═════ Provided passage ═════

We started the climb through the fields up to the wet mill that her brother had built several years before. These were beautiful coffee fields. The plants were healthy and a rich green. I saw a riot of little flying moths and hover flies in the vegetation between the rows of coffee. There were no signs of rust, and branches were heavy with unripened coffee cherries. This year promises to be a wonderful harvest.
What we talked about
As we walked and talked, Raquel would point out buildings in the distance. Over there, a house with a beautiful garden for an old family friend, Lila Eolilo, and the many children in her care. Lila’s first husband had left her and their eight children for her sister. Worse, he took everything they had together. It took her several years, but she fought through the courts to get it all back. She now lived in a house that was a gift from Raquel’s family. Lila remarried, and her husband is Raquel’s best farm worker.
Another building in the distance used to be the government run school. It closed after her father died, because there weren’t enough children. Raquel is determined to get it reopened.
We talked about the crushing poverty in the region, and the perils of illegal emigration to the United States. Generational poverty creates its own kind of self-sustaining mind set. Stephan said “the mentality here is that there is no tomorrow. Just today.”
That’s led many in her town to emigrate for economic opportunity. While the remittances that they send back to their families provide sustenance for the people they leave behind, they also create a system of dependency that stifles any kind of growth. And it leaves a trail of broken families. Raquel wants the success of her farm to be an inspiration to others that they can, in fact, make a living and a life in Honduras.
She told me about a project she and her cousin have been involved with together. In both January and in August, they had given away 1,000 chickens to local families in need. She has plans and dreams of doing more to lift up the community around her. Connections she can make between people and organizations. Change she wants to see for others’ lives. A thriving coffee farm will be the engine that helps her do it. And as we know, Raquel is nothing if not determined and persistent.

═════ Material provided ═════

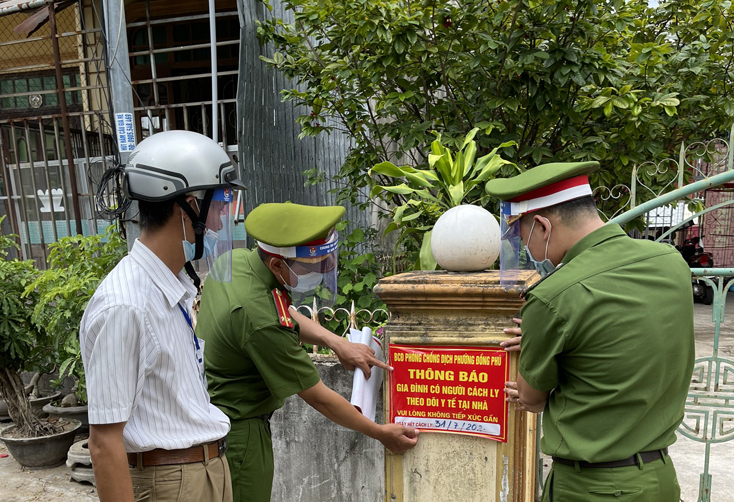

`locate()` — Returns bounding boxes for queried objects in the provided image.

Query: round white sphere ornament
[431,205,502,272]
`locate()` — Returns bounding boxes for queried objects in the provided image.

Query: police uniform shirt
[519,225,694,462]
[196,249,320,420]
[79,240,230,452]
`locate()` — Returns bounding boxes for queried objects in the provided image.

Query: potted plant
[0,218,81,467]
[26,226,127,431]
[370,127,519,272]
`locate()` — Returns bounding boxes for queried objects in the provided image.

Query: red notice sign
[389,345,510,443]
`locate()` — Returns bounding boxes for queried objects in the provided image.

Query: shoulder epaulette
[273,288,293,328]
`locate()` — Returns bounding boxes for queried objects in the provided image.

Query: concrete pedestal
[375,271,539,502]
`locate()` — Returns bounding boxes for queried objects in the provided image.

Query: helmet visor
[204,188,234,282]
[500,202,533,286]
[286,232,339,309]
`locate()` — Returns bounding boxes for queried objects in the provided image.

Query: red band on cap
[510,174,589,202]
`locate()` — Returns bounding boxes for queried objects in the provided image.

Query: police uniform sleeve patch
[273,288,293,328]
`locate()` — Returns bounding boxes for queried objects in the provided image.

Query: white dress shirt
[79,240,230,452]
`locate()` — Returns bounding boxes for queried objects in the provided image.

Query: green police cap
[485,161,599,214]
[245,203,346,248]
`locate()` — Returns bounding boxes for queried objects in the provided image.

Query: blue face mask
[280,262,324,294]
[525,218,556,277]
[181,215,219,261]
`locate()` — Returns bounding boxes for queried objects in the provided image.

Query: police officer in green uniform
[196,204,417,502]
[486,162,694,502]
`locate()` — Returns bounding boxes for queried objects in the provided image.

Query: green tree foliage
[370,127,517,270]
[25,226,127,404]
[259,0,734,214]
[0,216,53,437]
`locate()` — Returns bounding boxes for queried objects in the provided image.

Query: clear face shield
[199,188,234,282]
[285,232,339,309]
[500,202,534,286]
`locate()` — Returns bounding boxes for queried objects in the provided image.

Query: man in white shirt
[79,131,241,502]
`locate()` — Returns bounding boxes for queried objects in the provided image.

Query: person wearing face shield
[196,204,417,502]
[79,131,242,502]
[486,162,694,502]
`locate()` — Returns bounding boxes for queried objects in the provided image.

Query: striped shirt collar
[130,239,196,307]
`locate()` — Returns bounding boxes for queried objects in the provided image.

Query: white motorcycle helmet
[123,131,245,286]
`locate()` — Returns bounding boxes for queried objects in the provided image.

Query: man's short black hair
[138,200,177,230]
[526,195,598,225]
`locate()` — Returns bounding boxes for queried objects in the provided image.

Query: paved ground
[0,293,734,502]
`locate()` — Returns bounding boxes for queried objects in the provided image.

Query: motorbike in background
[677,237,714,305]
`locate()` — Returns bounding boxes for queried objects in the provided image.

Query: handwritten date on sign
[389,345,509,441]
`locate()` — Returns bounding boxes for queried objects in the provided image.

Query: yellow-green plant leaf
[405,172,433,188]
[449,181,464,207]
[370,162,408,178]
[461,141,477,178]
[419,230,438,270]
[451,151,464,185]
[382,221,398,237]
[403,211,423,223]
[382,183,416,195]
[415,190,448,207]
[461,127,479,150]
[429,151,451,185]
[392,204,408,225]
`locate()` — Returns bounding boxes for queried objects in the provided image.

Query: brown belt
[127,438,227,469]
[553,448,668,469]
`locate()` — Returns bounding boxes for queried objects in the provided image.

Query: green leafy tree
[0,216,53,437]
[258,0,734,223]
[25,226,127,403]
[370,128,517,270]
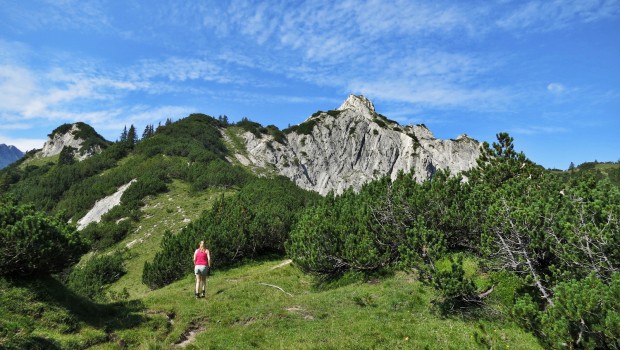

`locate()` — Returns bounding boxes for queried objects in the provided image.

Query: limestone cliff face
[37,123,106,161]
[236,95,480,195]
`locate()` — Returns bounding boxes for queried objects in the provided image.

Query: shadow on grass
[313,269,394,291]
[4,276,149,348]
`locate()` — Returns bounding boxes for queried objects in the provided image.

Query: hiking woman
[194,241,211,299]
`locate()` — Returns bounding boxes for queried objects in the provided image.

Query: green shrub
[540,274,620,349]
[0,199,86,276]
[67,252,126,301]
[142,177,318,288]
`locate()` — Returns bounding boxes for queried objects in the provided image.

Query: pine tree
[126,124,138,145]
[142,124,155,140]
[120,125,127,142]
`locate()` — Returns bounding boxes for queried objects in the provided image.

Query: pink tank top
[194,249,209,266]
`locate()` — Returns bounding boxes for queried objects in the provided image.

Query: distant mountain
[0,144,24,169]
[234,95,480,195]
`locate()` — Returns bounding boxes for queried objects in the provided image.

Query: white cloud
[547,83,566,95]
[497,0,620,31]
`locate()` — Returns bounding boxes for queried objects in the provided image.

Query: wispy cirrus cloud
[496,0,620,31]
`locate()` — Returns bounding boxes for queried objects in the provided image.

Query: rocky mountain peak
[0,144,24,169]
[37,122,108,160]
[234,95,480,195]
[338,95,376,114]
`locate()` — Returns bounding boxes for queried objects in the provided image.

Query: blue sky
[0,0,620,169]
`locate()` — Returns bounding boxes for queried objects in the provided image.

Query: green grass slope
[112,260,540,349]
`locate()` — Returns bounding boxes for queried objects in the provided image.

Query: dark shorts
[194,265,209,276]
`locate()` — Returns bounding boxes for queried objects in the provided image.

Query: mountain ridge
[234,95,480,195]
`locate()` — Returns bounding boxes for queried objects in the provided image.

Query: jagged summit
[234,95,480,195]
[338,95,376,114]
[37,122,108,160]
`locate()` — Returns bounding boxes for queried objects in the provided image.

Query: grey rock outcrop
[37,123,105,161]
[0,144,24,169]
[77,179,137,231]
[236,95,480,195]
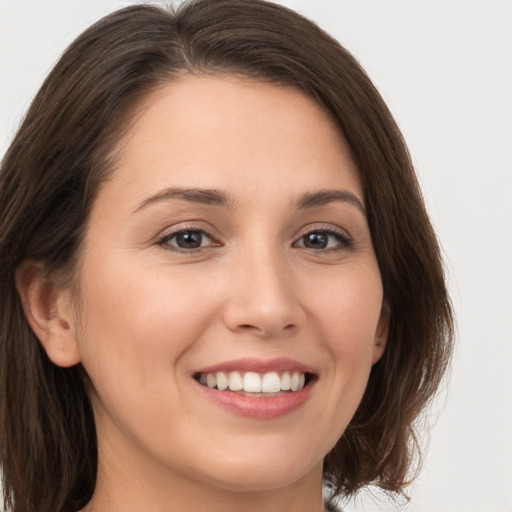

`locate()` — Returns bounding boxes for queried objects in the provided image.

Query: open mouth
[194,371,316,397]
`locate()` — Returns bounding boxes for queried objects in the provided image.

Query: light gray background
[0,0,512,512]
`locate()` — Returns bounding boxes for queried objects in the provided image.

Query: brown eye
[175,231,203,249]
[295,229,352,250]
[158,229,214,251]
[302,232,329,249]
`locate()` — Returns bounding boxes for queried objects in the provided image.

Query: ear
[372,301,391,365]
[16,261,80,367]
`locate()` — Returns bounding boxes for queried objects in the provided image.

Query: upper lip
[194,357,317,374]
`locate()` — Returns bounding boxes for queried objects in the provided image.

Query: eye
[158,229,216,252]
[294,229,351,250]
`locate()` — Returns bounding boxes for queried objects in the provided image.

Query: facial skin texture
[29,76,387,512]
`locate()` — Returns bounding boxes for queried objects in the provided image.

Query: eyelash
[157,226,353,254]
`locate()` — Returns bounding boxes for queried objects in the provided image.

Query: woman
[0,0,452,512]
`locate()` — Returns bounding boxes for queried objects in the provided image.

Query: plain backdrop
[0,0,512,512]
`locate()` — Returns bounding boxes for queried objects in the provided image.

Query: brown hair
[0,0,453,512]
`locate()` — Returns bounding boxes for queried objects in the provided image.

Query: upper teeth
[199,371,306,393]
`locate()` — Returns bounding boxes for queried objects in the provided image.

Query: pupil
[176,231,202,249]
[304,233,328,249]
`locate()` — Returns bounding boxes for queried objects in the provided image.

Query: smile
[193,358,319,420]
[196,371,309,397]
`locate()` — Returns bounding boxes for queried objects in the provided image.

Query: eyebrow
[133,187,366,217]
[133,187,235,213]
[297,190,366,217]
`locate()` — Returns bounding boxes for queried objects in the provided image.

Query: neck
[81,432,324,512]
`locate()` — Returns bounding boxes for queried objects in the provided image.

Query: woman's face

═════

## Prompt 1
Transcribe the part of the coffee farm passage starting with "She told me" and going on through "determined and persistent.".
## Prompt 2
Go on with the coffee farm passage from the point where it stops.

## Response 1
She told me about a project she and her cousin have been involved with together. In both January and in August, they had given away 1,000 chickens to local families in need. She has plans and dreams of doing more to lift up the community around her. Connections she can make between people and organizations. Change she wants to see for others’ lives. A thriving coffee farm will be the engine that helps her do it. And as we know, Raquel is nothing if not determined and persistent.

## Response 2
The light was fading, and it occurred to me that the trek we had just made up the mountain needed to be a roundtrip if we were going to get back to the car.
We started down, as quickly as we could. Which, for me, wasn’t very quick. There is no part of my being that could be confused with a mountain goat.
And then it started to rain. And then it started to pour. And then it started to thunder.
In the pitch black, I was scared, terrified even, and I fell a few times, but Octavio stayed by my side to help me down. At a certain point, our group started to laugh. And laugh hard. We were covered in mud, drenched to the bone, and we still had a ways to go.
At last, we burst through the door of Chon and Maie’s kitchen, looking deranged and feral, laughing from the bottom of our souls. Raquel got to work making the most delicious little snacks that I can only describe as Honduran grilled cheese sandwiches, on tortillas instead of bread, smoky from the wood stove.
We passed around glasses of warm coca cola, drinking it like it was the holiest of wine. I have to say, there’s nothing like thinking you’ve had a brush with death on slippery mountain side in a thunderstorm to make everything seem brighter and taste better.
I asked Raquel what growing coffee means to her and what she hopes to achieve. She said that she hopes that God puts a little something in the hearts of everyone who tastes her coffee. A little of the love and the joy that’s wrapped up in this piece of land that came to her from her beloved father.
I’ve tasted her coffee. And I can tell you I feel the love and joy in my heart.